'''

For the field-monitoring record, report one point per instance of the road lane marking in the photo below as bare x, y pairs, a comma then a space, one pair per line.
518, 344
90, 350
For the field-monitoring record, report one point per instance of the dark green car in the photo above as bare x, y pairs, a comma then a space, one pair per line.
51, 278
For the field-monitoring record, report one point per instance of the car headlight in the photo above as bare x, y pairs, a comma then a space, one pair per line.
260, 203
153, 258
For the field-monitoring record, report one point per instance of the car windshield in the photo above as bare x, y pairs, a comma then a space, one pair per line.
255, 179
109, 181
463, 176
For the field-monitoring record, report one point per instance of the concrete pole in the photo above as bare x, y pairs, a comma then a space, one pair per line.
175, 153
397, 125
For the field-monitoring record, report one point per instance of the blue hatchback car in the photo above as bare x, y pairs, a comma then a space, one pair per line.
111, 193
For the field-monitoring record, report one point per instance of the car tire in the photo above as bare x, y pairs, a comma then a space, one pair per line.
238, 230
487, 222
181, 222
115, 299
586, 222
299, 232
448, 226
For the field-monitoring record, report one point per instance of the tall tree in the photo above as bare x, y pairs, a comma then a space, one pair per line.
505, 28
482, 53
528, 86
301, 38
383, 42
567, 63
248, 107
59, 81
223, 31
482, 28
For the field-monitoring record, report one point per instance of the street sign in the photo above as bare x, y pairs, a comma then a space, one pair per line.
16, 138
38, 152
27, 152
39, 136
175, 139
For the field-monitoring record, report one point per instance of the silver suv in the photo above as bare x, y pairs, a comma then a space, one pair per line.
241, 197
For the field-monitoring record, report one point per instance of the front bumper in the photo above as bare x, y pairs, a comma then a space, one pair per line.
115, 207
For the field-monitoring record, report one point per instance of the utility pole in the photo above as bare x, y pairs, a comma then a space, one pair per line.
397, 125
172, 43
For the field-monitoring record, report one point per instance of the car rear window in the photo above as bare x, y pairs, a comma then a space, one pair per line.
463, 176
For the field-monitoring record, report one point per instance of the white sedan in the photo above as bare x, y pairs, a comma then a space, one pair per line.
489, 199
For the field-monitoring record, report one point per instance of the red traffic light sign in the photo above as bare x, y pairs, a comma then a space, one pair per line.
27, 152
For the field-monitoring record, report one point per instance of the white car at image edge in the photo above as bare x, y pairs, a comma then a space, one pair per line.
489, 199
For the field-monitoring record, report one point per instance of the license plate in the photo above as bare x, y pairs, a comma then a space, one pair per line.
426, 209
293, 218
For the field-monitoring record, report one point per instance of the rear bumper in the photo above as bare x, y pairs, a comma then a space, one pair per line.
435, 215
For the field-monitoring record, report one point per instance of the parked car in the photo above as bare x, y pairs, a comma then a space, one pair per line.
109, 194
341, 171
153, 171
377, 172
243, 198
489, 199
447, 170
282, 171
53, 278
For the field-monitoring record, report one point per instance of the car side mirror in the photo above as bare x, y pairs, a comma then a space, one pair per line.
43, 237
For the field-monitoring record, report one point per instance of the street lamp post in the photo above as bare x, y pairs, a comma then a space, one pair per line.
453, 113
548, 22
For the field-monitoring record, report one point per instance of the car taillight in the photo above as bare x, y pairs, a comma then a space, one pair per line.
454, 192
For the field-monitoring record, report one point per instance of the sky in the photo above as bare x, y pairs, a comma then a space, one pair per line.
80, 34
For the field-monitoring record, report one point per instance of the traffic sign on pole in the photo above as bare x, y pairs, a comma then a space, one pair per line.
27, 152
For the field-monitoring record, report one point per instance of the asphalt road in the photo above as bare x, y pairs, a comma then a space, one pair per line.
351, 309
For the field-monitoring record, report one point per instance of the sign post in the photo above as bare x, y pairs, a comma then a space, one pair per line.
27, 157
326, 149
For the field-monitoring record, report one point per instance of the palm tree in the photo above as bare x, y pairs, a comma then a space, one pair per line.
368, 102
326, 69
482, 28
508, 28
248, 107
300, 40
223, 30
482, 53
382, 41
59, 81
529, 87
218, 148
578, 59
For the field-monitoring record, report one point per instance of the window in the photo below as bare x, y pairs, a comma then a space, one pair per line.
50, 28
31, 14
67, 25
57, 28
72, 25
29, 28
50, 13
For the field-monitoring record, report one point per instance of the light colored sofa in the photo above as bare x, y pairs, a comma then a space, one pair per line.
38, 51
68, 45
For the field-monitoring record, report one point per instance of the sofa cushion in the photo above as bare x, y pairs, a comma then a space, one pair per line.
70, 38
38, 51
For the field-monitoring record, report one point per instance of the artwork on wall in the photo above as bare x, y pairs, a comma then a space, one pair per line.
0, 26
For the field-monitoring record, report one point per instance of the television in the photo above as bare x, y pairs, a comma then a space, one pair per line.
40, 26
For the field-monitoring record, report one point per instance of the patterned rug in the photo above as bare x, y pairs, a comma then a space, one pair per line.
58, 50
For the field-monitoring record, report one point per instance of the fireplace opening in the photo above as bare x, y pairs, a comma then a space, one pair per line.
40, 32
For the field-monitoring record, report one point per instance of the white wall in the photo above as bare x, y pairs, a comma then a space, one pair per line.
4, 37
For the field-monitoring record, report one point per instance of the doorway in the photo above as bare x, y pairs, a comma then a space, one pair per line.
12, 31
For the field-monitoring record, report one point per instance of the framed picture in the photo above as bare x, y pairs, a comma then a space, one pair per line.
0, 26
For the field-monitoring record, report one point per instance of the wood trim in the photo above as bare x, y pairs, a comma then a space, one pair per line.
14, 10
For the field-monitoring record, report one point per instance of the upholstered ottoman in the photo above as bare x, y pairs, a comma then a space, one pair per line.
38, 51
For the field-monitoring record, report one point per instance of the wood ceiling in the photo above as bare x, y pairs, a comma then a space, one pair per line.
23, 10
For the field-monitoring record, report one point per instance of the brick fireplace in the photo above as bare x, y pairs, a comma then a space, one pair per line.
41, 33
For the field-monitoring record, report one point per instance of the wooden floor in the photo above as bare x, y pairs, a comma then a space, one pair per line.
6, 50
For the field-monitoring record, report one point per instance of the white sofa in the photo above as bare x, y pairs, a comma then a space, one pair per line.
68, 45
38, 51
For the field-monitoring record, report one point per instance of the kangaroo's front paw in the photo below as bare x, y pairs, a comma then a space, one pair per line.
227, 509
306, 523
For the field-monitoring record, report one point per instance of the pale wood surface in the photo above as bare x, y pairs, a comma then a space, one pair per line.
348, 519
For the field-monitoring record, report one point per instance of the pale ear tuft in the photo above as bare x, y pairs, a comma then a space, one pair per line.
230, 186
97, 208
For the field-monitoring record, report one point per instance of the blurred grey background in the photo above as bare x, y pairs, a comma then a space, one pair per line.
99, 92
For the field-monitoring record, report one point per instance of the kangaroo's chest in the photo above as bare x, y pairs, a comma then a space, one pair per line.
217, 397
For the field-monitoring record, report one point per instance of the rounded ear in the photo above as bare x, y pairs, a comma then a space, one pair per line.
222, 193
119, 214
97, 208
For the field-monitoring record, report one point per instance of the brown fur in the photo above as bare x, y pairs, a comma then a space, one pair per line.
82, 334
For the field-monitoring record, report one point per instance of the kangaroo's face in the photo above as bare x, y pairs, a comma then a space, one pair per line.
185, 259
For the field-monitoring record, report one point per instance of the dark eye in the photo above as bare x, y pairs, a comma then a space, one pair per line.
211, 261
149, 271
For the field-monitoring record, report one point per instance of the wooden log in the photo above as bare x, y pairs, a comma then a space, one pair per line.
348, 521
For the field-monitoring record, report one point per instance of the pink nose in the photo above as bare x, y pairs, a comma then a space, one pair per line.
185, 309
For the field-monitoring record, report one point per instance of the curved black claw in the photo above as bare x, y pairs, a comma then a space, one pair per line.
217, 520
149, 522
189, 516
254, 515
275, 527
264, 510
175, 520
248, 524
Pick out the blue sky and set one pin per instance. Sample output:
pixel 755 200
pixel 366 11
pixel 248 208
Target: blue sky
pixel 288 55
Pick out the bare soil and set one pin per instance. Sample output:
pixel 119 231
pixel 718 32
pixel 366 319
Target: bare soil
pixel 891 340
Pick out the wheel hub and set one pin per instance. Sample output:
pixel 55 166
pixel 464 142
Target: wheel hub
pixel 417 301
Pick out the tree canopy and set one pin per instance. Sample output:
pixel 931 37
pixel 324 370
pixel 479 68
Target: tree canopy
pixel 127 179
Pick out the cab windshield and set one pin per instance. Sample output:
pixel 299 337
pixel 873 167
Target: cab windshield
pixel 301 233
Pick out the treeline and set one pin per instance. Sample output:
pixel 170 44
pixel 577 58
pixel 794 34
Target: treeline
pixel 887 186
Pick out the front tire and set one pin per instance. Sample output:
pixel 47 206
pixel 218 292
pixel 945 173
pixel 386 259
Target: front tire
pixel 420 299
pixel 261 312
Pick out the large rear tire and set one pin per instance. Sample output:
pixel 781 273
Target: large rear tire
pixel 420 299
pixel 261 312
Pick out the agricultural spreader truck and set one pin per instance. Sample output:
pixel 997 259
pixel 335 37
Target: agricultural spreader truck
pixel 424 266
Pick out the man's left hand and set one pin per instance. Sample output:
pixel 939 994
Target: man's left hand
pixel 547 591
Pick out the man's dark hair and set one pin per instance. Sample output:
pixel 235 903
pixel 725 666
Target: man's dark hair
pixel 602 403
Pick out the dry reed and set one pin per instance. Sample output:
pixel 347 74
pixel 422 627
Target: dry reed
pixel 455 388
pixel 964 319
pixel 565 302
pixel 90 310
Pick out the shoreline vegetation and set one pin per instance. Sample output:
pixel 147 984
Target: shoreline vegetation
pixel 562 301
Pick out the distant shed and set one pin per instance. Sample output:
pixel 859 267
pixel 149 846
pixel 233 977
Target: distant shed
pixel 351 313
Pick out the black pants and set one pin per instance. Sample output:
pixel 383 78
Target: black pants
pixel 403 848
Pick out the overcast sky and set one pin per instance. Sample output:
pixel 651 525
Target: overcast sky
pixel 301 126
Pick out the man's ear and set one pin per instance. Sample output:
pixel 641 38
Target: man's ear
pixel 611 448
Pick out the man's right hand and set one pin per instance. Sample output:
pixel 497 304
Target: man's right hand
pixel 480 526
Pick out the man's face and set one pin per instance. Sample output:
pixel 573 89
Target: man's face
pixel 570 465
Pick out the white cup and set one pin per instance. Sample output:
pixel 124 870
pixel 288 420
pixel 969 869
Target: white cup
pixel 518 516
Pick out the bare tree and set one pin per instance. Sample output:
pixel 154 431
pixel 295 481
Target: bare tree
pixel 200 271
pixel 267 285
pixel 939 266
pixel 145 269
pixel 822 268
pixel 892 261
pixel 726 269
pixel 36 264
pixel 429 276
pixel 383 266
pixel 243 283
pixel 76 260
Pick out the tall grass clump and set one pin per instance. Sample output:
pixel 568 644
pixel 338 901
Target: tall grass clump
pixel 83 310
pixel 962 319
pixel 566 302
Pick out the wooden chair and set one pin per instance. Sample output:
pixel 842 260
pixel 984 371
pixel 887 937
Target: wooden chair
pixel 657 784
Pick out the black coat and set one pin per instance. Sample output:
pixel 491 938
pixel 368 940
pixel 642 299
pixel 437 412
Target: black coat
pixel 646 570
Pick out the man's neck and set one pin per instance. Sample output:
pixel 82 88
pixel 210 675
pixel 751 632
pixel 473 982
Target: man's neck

'''

**Exercice à traiter:** Renommez « distant shed » en « wooden shed » dans les lignes allant de celle qui contient « Pick out the shoreline » jusqu'à celle qui contient « pixel 351 313 », bornes comprises. Recopiez ces seules lignes en laissant tout le reste inchangé.

**Résultat attendu:**
Pick out the shoreline vegetation and set one pin per instance. Sample output:
pixel 147 984
Target: shoreline vegetation
pixel 562 301
Pick out the wooden shed and set one pin per instance. Sample output:
pixel 859 267
pixel 149 846
pixel 233 977
Target: wooden shed
pixel 351 313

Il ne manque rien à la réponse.